Exercises to complete –
#1 From the text on partnership disputes, list the terms it says a written partnership agreement should include at a minimum.
#2 Carry on the text on partnership disputes from its final sentence, keeping its practical tone and structure of headed sections.

Disputes in partnerships are not uncommon and they can occur for many reasons. Often, disputes of a more serious nature can be as a result of rising tensions that have been building up for years suddenly coming to a head. This may cause one partner to want to end the partnership, or for the other partners to want to expel them.
So, what can you do when sensitive, high-tension partnership disputes do arise? We set out below useful and practical points on some key issues within partnerships and steps that might help during the process.
Refer to Your Written Agreement
Before you enter into any kind of partnership in a business, you should prepare a written agreement. This is essential so that if any issues were to arise, such as a partner wanting to leave the partnership, there is a clear procedure describing how the exit or retirement should be handled. If you enter into a partnership without a written agreement, then you are putting yourself at risk.
Your agreement should include, at a minimum, the following terms:
- How much of the business each partner will own and how profit and capital are allocated and shared.
- Each partner’s role, duties and obligations.
- Provisions for partner exit and retirement.
- Under what terms the partnership can be dissolved or varied.
In any instance that a problem does arise, the first step should always be to read over the written agreement.
Discuss the Issues
If there is a dispute, partners should have an open and honest conversation about their concerns. It is safe to do this during a without prejudice discussion or meeting. In some partnership disputes, the meeting is likely to be hostile and difficult; however, having a constructive discussion can usually narrow the issues. Focus on finding a solution to your issue rather than the entire problem itself, with both of you working towards a common goal, is more likely to achieve progress.

Data provided –
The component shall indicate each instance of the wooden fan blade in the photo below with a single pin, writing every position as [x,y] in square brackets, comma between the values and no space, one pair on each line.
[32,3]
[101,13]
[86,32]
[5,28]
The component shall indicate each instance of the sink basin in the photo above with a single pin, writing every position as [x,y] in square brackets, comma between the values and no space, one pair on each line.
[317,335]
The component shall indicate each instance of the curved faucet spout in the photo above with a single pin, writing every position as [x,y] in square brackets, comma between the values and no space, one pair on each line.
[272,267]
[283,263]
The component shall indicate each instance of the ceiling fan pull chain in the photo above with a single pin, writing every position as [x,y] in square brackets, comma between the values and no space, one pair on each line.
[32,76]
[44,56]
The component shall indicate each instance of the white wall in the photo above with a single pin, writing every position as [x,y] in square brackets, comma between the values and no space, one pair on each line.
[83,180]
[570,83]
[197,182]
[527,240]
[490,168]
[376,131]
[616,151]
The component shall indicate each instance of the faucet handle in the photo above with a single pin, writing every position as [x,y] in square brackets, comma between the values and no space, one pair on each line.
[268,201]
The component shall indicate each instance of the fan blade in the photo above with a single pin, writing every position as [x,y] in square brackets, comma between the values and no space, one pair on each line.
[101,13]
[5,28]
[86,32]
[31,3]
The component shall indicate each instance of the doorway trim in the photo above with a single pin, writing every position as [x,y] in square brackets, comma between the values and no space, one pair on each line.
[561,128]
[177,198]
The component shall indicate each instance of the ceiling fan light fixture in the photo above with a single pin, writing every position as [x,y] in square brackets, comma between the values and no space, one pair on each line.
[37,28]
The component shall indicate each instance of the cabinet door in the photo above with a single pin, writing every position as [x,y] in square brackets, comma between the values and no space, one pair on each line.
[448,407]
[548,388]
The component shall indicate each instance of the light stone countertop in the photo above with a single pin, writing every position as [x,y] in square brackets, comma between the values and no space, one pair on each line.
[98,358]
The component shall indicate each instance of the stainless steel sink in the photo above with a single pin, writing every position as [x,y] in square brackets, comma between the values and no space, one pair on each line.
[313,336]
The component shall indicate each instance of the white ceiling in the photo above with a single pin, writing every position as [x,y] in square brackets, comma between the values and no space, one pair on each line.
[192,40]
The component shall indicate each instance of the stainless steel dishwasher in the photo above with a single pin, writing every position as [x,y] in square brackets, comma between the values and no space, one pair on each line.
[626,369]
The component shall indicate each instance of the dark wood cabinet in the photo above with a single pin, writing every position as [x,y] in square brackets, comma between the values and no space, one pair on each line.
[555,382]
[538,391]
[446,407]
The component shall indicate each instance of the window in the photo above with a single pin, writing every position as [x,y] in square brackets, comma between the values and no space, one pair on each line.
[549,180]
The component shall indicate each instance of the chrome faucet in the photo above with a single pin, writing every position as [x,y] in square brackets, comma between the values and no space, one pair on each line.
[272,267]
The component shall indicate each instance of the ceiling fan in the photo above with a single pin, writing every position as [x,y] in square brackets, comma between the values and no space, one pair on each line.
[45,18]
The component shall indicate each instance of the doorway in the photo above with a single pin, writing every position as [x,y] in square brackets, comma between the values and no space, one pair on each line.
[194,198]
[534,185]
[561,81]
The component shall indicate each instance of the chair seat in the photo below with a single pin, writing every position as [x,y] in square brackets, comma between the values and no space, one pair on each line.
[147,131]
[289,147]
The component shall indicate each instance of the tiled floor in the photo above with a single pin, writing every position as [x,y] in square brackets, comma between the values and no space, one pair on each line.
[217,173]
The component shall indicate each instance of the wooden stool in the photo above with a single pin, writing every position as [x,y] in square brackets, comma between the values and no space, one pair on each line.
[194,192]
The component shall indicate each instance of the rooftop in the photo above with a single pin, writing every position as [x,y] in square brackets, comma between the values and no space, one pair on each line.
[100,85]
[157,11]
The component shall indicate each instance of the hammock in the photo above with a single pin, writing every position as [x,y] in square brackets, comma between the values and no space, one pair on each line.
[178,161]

Task results –
#1
- How much of the business each partner will own and how profit and capital are allocated and shared
- Each partner's role, duties and obligations
- Provisions for partner exit and retirement
- Under what terms the partnership can be dissolved or varied

#2
Discuss the outcome you want and how you believe it is best for the partnership. You should also consider how you might persuade your partner to agree to it. When presenting this outcome, remain calm and diplomatic.
Occasionally, meeting and discussing your problems is not enough to resolve partnership disputes. This is when you may wish to consider appointing a mediator to help you resolve the dispute.
A mediator will act as an experienced neutral third party in your dispute and will help you work towards a negotiated outcome. A mediator will ensure that emotions are kept out of the discussion. Often, when it comes to high-tension disputes, emotions run high, and can affect the quality of your discussion and the output. Mediators’ experience with these types of disputes means that they can also draw upon other disputes they have previously helped resolve, where they may have gained helpful and effective strategies that can be used to help tackle your problems.
Consult Specialist Partnership Lawyer
In some cases, the dispute has gone too far to each an agreed solution. If you consider your dispute is escalating towards court proceedings, then it is time to contact a specialist partnership lawyer. At Pannone Corporate, we are experienced in resolving partnership conflicts. We are nationally ranked by Chambers and Partners for our expertise in partnership disputes. Please contact us on 0800 131 3355.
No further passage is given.